Given instruction: Locate every line below that contains the word "fixture", and copy each of those lines in full.

Extracted records:
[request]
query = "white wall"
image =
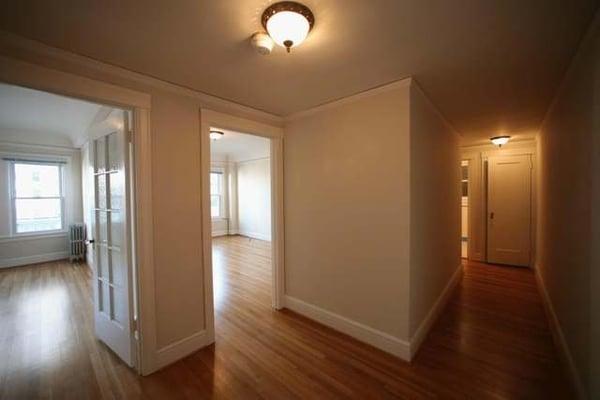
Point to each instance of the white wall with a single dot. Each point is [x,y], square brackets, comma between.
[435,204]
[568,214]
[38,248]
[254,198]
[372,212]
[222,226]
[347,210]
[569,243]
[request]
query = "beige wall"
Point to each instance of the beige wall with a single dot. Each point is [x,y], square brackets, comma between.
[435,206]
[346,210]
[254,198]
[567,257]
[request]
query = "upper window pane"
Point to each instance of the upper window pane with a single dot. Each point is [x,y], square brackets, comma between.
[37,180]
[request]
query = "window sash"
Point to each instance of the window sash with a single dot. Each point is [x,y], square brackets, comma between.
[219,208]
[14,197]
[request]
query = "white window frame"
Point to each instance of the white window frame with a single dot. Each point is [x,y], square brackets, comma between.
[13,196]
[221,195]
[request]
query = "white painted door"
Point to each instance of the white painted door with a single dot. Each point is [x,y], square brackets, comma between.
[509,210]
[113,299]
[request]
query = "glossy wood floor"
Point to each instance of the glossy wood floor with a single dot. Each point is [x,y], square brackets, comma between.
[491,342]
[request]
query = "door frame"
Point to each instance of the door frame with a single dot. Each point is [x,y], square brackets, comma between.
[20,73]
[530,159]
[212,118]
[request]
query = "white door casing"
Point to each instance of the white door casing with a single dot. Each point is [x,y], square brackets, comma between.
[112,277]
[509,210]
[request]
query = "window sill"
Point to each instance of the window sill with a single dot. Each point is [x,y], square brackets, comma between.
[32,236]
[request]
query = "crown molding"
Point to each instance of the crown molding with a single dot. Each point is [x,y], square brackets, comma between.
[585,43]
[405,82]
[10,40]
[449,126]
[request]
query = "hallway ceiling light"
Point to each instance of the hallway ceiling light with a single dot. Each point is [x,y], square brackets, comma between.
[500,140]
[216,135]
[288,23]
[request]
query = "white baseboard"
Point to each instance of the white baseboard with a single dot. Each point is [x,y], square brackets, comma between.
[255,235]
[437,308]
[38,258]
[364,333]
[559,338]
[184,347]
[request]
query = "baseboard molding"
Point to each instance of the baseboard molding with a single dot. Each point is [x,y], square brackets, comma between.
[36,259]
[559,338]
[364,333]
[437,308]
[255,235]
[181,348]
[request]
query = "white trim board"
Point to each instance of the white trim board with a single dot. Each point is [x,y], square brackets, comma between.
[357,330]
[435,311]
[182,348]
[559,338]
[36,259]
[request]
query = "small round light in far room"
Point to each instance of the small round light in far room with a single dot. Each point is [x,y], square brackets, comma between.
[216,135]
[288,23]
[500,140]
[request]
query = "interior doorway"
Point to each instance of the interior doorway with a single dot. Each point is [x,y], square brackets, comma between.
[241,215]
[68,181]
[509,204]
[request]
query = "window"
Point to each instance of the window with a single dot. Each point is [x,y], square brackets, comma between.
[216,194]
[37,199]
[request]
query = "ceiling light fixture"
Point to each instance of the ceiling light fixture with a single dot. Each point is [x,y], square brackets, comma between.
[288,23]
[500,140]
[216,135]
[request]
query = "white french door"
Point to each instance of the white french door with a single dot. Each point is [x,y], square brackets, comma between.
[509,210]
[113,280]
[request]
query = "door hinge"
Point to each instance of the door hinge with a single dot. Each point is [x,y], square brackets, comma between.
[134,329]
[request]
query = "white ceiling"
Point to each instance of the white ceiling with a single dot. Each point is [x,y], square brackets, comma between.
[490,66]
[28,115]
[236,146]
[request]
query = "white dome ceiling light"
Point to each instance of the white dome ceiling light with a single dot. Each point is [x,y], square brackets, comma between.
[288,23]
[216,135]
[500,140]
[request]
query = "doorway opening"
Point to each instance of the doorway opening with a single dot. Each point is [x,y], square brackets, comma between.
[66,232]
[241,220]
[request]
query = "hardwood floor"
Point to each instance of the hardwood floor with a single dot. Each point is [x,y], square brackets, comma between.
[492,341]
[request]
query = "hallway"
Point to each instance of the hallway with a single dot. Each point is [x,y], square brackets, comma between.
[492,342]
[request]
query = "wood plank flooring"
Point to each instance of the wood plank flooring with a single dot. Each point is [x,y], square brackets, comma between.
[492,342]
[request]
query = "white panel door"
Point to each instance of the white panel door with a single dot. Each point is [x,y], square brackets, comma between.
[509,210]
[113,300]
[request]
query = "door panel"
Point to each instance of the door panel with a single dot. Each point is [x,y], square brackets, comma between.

Answer to the task:
query = "ceiling light fixture"
Point to each instance of the ceiling light fixture with a single dot. Each point is [x,y], square brackets, comma between.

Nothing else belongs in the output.